>>>
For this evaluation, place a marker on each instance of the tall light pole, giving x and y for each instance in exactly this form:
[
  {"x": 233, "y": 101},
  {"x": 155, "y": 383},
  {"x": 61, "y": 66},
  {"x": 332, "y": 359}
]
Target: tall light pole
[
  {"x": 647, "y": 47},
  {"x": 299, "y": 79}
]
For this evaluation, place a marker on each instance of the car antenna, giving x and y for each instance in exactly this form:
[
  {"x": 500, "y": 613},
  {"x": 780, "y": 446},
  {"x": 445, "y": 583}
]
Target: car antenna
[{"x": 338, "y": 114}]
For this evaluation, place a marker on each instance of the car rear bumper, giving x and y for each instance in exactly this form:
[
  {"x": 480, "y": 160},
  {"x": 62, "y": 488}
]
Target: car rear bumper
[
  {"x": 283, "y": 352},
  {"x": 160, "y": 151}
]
<<<
>>>
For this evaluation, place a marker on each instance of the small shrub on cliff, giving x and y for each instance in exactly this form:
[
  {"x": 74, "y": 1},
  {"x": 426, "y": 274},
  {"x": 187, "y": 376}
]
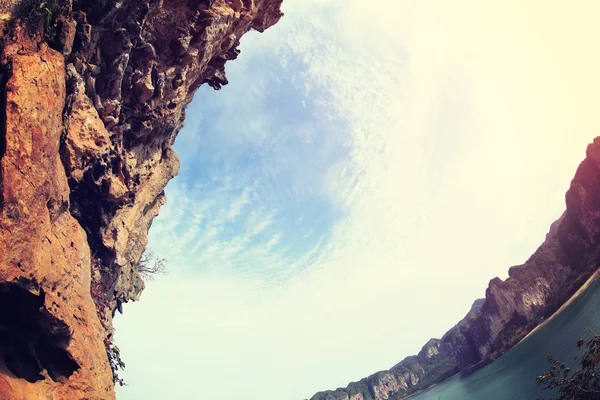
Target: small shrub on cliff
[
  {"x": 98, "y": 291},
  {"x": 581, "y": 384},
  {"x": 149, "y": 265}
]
<<<
>>>
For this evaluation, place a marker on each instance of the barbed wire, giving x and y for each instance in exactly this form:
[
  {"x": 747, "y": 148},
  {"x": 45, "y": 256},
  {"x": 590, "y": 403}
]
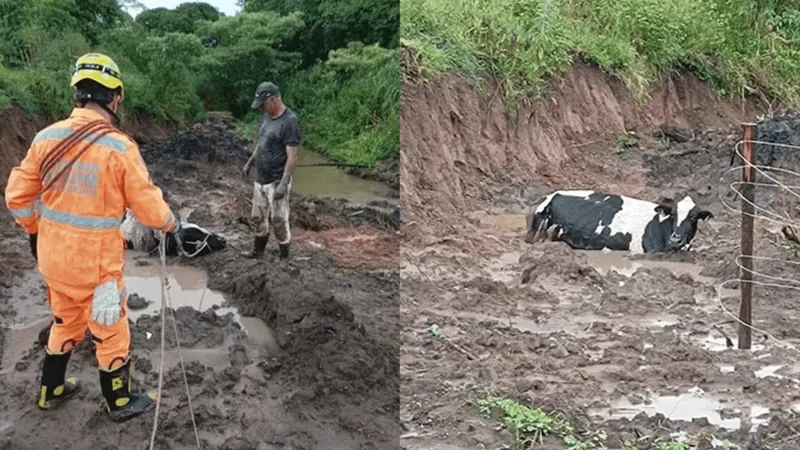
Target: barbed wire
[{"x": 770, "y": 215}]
<<<
Условия задания. Укажите число строк материала, в которых встречается слово «antenna». В ответе приведите только это число.

Решение задачи. 2